(EXERCISE MATERIAL)
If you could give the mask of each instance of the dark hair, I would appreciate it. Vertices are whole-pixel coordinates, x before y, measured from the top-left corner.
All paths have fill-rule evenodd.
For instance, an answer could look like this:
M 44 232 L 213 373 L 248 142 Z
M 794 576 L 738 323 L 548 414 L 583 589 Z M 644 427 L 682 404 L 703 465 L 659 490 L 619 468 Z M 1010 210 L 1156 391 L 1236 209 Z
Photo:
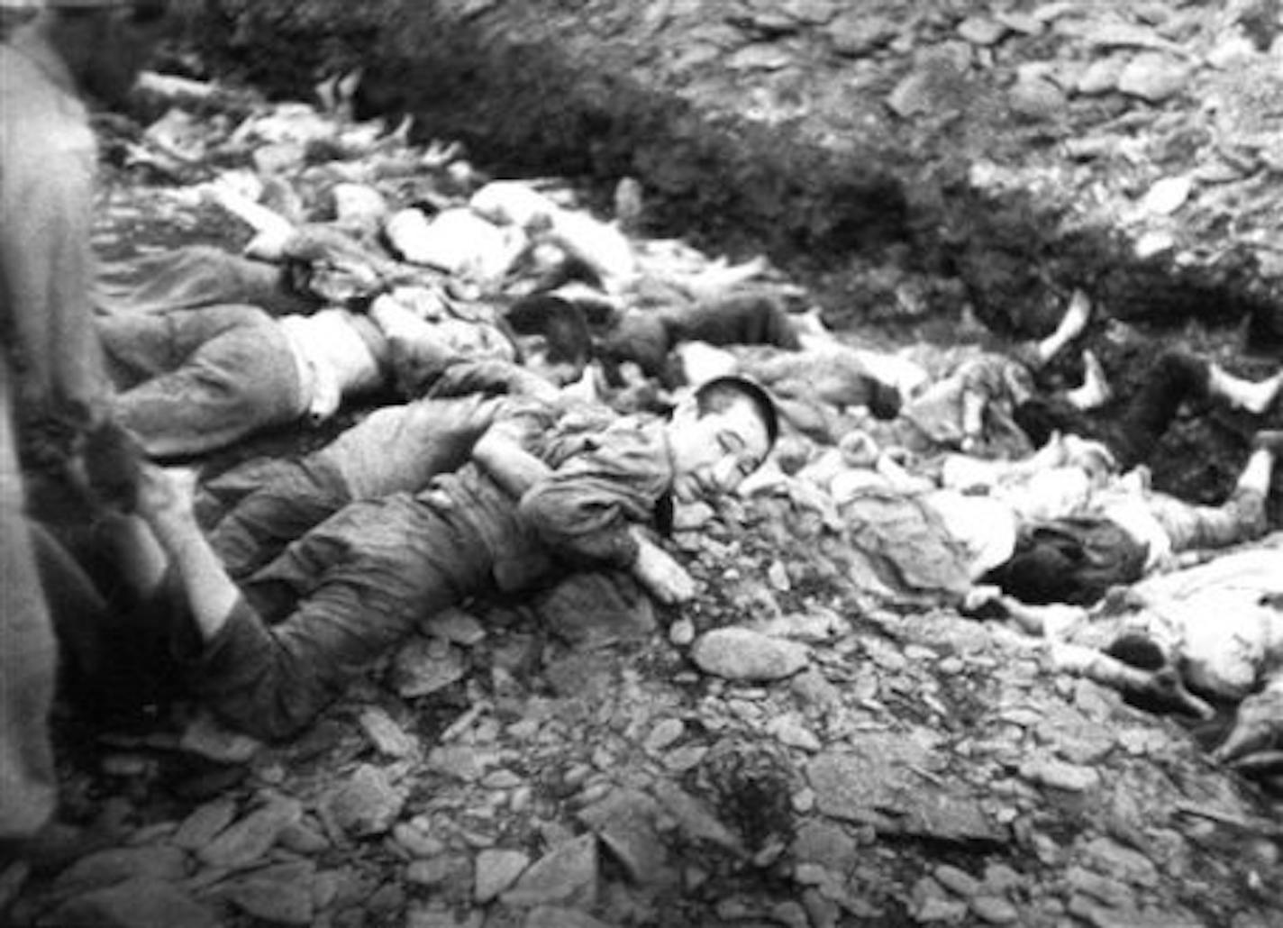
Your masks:
M 504 313 L 517 335 L 548 339 L 548 361 L 586 365 L 593 357 L 593 339 L 582 311 L 561 296 L 538 294 L 518 299 Z
M 775 447 L 775 439 L 780 436 L 780 416 L 775 409 L 771 394 L 761 385 L 745 377 L 726 375 L 706 380 L 695 388 L 695 404 L 701 416 L 722 412 L 740 399 L 748 399 L 753 403 L 758 417 L 766 426 L 767 449 Z
M 86 3 L 81 0 L 47 0 L 46 8 L 56 10 L 63 17 L 82 17 L 94 13 L 106 13 L 112 10 L 128 10 L 130 22 L 139 26 L 158 23 L 169 14 L 169 0 L 98 0 Z
M 876 377 L 869 379 L 869 412 L 874 418 L 890 421 L 899 415 L 901 406 L 903 399 L 894 384 L 883 382 Z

(TASK STATEMENT) Copy all of the lines above word for word, leaving out the picture.

(EXERCISE ANSWER)
If you could give the mask of each instance of the dark hair, I would appreciate it. Vertices are whole-pixel coordinates, x before y, measured from the top-left corner.
All paths have fill-rule evenodd.
For instance, an answer could look like this:
M 44 232 L 213 373 L 248 142 Z
M 794 576 L 738 323 L 548 414 L 583 589 Z M 644 427 L 682 404 L 703 465 L 659 490 L 619 468 Z M 1010 210 L 1156 391 L 1236 209 Z
Photo:
Your masks:
M 504 313 L 517 335 L 548 339 L 548 361 L 586 365 L 593 357 L 593 339 L 582 311 L 561 296 L 538 294 L 518 299 Z
M 775 447 L 775 439 L 780 436 L 780 416 L 775 409 L 771 394 L 761 385 L 745 377 L 726 375 L 706 380 L 695 388 L 695 404 L 701 416 L 722 412 L 740 399 L 748 399 L 753 403 L 758 417 L 766 426 L 767 449 Z
M 86 3 L 81 0 L 47 0 L 46 8 L 56 10 L 63 17 L 82 17 L 94 13 L 106 13 L 112 10 L 128 10 L 130 22 L 139 26 L 158 23 L 169 14 L 169 0 L 98 0 Z
M 876 377 L 869 379 L 869 412 L 874 418 L 890 421 L 899 415 L 901 406 L 903 399 L 894 384 L 883 382 Z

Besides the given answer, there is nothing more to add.